Natural-language object grounding data:
--- START ---
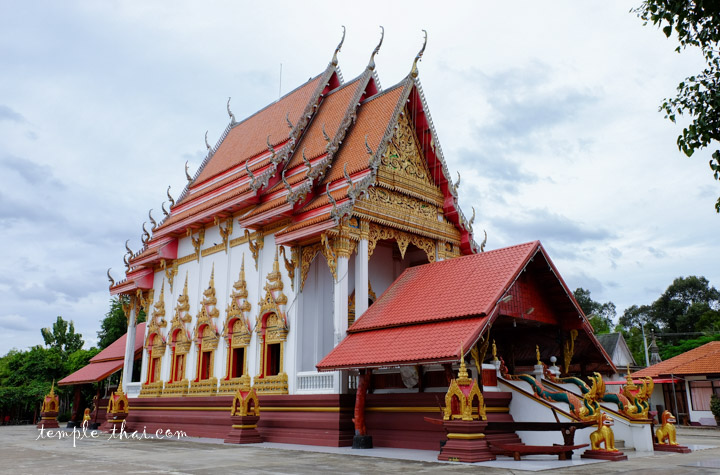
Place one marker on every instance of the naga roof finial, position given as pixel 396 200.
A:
pixel 334 61
pixel 232 116
pixel 152 220
pixel 371 63
pixel 146 235
pixel 347 177
pixel 270 147
pixel 306 161
pixel 187 172
pixel 172 201
pixel 332 200
pixel 367 147
pixel 414 70
pixel 285 182
pixel 287 119
pixel 247 168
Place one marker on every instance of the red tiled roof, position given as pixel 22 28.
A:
pixel 701 360
pixel 92 373
pixel 106 362
pixel 429 342
pixel 468 285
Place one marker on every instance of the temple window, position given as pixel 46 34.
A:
pixel 238 362
pixel 272 361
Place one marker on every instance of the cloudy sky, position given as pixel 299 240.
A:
pixel 547 109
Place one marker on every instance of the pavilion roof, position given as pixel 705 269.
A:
pixel 701 360
pixel 436 312
pixel 107 362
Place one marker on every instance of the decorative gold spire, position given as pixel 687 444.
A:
pixel 463 377
pixel 371 63
pixel 334 61
pixel 414 70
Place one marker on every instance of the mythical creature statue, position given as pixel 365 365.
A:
pixel 666 433
pixel 582 409
pixel 604 434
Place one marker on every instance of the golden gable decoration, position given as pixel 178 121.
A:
pixel 403 168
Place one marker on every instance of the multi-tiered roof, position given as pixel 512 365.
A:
pixel 305 161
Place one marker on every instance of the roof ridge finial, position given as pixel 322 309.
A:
pixel 414 70
pixel 232 116
pixel 334 61
pixel 371 63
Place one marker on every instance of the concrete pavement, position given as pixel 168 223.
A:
pixel 22 450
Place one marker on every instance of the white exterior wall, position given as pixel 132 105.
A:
pixel 694 415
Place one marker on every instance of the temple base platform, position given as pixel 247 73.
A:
pixel 465 442
pixel 392 420
pixel 604 455
pixel 48 420
pixel 679 449
pixel 244 430
pixel 362 442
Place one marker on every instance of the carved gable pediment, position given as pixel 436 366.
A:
pixel 404 168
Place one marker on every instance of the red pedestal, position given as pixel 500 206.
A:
pixel 113 423
pixel 48 420
pixel 465 442
pixel 680 449
pixel 604 455
pixel 244 430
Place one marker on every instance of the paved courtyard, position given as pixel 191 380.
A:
pixel 21 451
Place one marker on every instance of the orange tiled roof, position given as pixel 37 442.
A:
pixel 701 360
pixel 426 343
pixel 434 292
pixel 249 137
pixel 105 363
pixel 372 120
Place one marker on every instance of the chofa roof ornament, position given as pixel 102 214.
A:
pixel 232 116
pixel 414 70
pixel 334 61
pixel 371 63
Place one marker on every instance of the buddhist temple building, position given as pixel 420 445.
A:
pixel 320 252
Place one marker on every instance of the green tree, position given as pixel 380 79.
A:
pixel 62 337
pixel 600 315
pixel 689 304
pixel 696 23
pixel 114 325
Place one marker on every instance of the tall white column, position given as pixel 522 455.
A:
pixel 340 288
pixel 130 344
pixel 340 301
pixel 361 271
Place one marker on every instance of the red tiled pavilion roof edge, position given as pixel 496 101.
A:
pixel 107 362
pixel 704 359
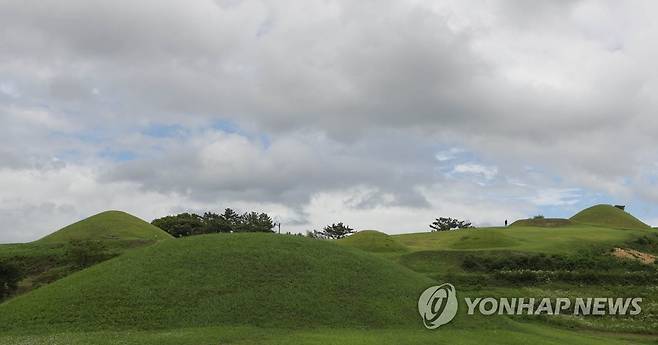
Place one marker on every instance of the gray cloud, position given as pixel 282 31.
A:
pixel 345 95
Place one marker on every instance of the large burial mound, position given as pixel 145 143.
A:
pixel 373 241
pixel 109 225
pixel 608 216
pixel 254 279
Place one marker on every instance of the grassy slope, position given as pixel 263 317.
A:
pixel 608 216
pixel 109 225
pixel 44 261
pixel 543 222
pixel 567 239
pixel 257 279
pixel 373 241
pixel 419 247
pixel 515 334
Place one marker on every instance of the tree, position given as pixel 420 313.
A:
pixel 188 224
pixel 447 223
pixel 333 231
pixel 9 278
pixel 255 222
pixel 184 224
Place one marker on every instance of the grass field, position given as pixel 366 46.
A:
pixel 109 225
pixel 281 289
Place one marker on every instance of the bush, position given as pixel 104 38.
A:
pixel 333 231
pixel 188 224
pixel 543 262
pixel 9 278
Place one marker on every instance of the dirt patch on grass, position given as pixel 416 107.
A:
pixel 634 255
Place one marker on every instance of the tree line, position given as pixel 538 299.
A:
pixel 188 224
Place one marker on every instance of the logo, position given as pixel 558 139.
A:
pixel 438 305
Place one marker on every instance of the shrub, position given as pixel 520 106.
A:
pixel 9 278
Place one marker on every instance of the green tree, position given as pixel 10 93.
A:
pixel 9 278
pixel 333 231
pixel 447 223
pixel 180 225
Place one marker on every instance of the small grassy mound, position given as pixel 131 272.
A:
pixel 264 280
pixel 373 241
pixel 109 225
pixel 608 216
pixel 543 222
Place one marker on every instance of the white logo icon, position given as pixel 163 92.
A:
pixel 438 305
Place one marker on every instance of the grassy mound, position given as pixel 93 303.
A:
pixel 265 280
pixel 373 241
pixel 543 222
pixel 608 216
pixel 109 225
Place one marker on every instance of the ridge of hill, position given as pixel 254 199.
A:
pixel 608 216
pixel 257 279
pixel 108 225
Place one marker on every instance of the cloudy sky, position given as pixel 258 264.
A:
pixel 381 114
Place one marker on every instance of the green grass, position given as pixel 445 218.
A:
pixel 258 279
pixel 278 289
pixel 543 222
pixel 109 225
pixel 373 241
pixel 513 334
pixel 559 240
pixel 608 216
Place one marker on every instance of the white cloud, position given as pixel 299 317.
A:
pixel 488 172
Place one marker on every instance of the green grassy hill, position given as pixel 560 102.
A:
pixel 543 222
pixel 608 216
pixel 242 279
pixel 373 241
pixel 109 225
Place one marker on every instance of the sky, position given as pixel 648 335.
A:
pixel 379 114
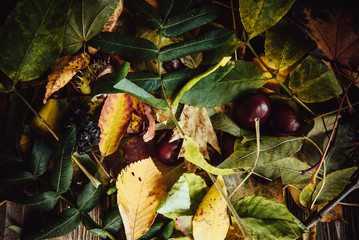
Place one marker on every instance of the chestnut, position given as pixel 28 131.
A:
pixel 250 107
pixel 283 121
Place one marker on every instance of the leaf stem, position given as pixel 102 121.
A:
pixel 274 76
pixel 231 208
pixel 256 120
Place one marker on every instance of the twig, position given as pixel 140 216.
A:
pixel 314 218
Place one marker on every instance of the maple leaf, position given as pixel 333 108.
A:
pixel 333 32
pixel 140 188
pixel 197 125
pixel 63 72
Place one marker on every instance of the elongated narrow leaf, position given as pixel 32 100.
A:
pixel 62 173
pixel 204 42
pixel 129 87
pixel 31 38
pixel 140 188
pixel 193 155
pixel 335 183
pixel 145 12
pixel 125 46
pixel 184 196
pixel 272 149
pixel 175 80
pixel 114 120
pixel 169 8
pixel 179 24
pixel 89 197
pixel 147 80
pixel 40 156
pixel 60 225
pixel 313 81
pixel 258 16
pixel 87 19
pixel 45 201
pixel 112 221
pixel 16 177
pixel 244 77
pixel 211 220
pixel 104 84
pixel 266 219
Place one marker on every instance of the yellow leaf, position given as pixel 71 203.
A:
pixel 140 188
pixel 63 72
pixel 211 221
pixel 196 124
pixel 114 120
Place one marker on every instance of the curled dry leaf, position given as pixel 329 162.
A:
pixel 211 220
pixel 196 124
pixel 114 120
pixel 140 188
pixel 63 72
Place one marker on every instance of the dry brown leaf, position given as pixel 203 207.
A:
pixel 197 125
pixel 140 188
pixel 114 120
pixel 63 72
pixel 211 220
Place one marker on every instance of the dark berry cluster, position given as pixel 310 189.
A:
pixel 88 132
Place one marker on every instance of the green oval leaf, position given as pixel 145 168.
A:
pixel 61 176
pixel 132 89
pixel 40 156
pixel 312 81
pixel 169 8
pixel 62 224
pixel 184 197
pixel 224 123
pixel 266 219
pixel 185 22
pixel 31 38
pixel 87 19
pixel 335 183
pixel 125 46
pixel 89 197
pixel 272 149
pixel 204 42
pixel 145 12
pixel 16 177
pixel 112 221
pixel 285 45
pixel 259 15
pixel 243 78
pixel 147 80
pixel 45 201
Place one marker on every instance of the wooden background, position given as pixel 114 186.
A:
pixel 347 229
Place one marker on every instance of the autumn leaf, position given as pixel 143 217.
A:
pixel 140 188
pixel 196 124
pixel 211 220
pixel 334 33
pixel 63 72
pixel 114 120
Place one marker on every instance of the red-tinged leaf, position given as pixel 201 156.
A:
pixel 334 32
pixel 63 72
pixel 114 120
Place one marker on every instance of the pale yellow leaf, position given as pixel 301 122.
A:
pixel 196 124
pixel 140 188
pixel 211 221
pixel 63 72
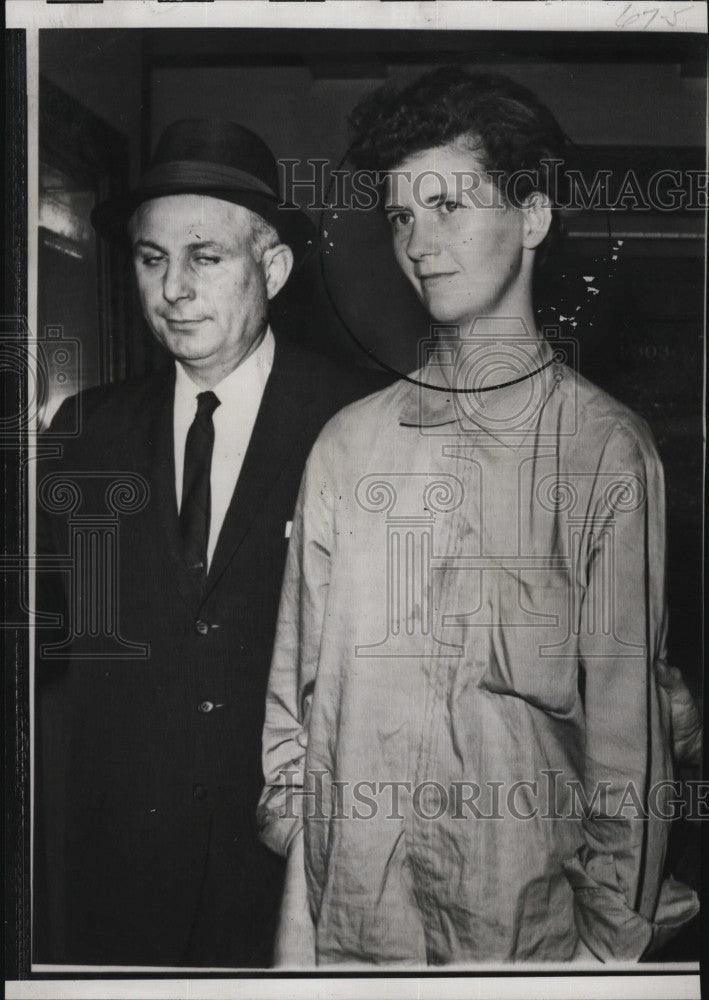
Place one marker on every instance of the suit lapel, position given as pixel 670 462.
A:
pixel 279 427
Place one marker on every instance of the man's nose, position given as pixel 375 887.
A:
pixel 423 237
pixel 177 283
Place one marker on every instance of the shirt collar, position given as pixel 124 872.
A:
pixel 247 378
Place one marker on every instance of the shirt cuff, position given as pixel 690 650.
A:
pixel 278 826
pixel 605 922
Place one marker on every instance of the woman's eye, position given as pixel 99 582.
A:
pixel 399 219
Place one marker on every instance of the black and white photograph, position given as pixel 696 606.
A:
pixel 354 381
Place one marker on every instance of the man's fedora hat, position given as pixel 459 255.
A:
pixel 216 158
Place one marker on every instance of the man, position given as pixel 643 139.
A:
pixel 473 618
pixel 150 709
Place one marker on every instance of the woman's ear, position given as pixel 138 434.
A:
pixel 537 219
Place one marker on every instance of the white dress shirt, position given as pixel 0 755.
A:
pixel 239 395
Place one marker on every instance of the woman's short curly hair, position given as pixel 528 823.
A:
pixel 510 131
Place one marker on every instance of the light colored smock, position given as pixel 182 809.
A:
pixel 474 599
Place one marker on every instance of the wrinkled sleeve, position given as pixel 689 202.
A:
pixel 295 657
pixel 622 907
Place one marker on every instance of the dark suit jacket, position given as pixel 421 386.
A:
pixel 148 759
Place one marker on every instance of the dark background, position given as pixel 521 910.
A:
pixel 628 101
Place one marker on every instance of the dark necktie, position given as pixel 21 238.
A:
pixel 196 494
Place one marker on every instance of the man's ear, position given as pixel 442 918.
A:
pixel 537 219
pixel 277 265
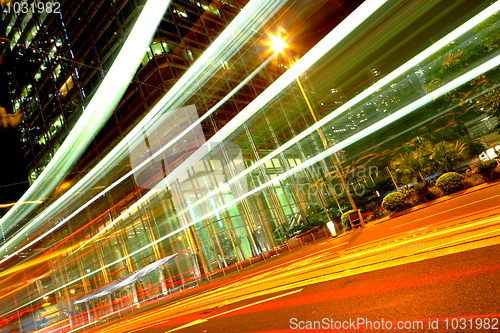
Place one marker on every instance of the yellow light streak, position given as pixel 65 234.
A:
pixel 21 203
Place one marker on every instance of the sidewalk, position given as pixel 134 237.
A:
pixel 273 258
pixel 437 201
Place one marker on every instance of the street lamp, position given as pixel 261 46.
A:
pixel 278 45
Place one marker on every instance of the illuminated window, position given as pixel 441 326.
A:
pixel 180 11
pixel 67 86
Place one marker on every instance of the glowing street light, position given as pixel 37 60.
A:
pixel 277 44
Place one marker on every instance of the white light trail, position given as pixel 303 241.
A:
pixel 96 114
pixel 236 34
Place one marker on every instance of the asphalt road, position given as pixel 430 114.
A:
pixel 438 262
pixel 462 286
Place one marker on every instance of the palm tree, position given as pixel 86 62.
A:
pixel 409 164
pixel 444 156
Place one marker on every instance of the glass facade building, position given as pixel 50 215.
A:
pixel 218 150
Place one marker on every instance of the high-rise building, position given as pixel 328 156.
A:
pixel 233 187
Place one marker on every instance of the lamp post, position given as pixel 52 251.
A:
pixel 278 45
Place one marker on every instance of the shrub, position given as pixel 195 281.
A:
pixel 345 220
pixel 487 169
pixel 435 192
pixel 394 201
pixel 472 180
pixel 449 182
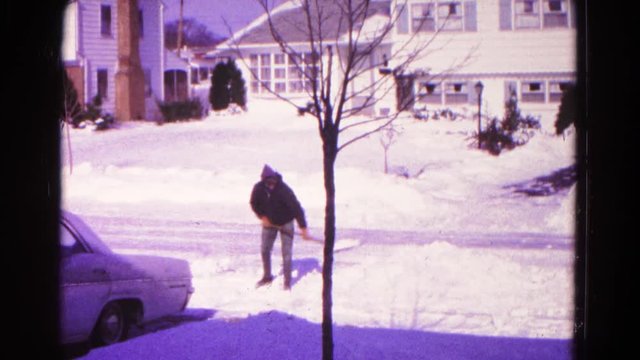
--- END ---
[DIRECTIONS FOR THIS TASK] Excluding all pictures, output exactly the lines from the line containing "pixel 195 281." through the last line of the entries above.

[RESPONSE]
Place one marker on every instance of the shrub, position given as pixel 195 281.
A:
pixel 345 220
pixel 487 169
pixel 435 192
pixel 394 201
pixel 472 180
pixel 449 182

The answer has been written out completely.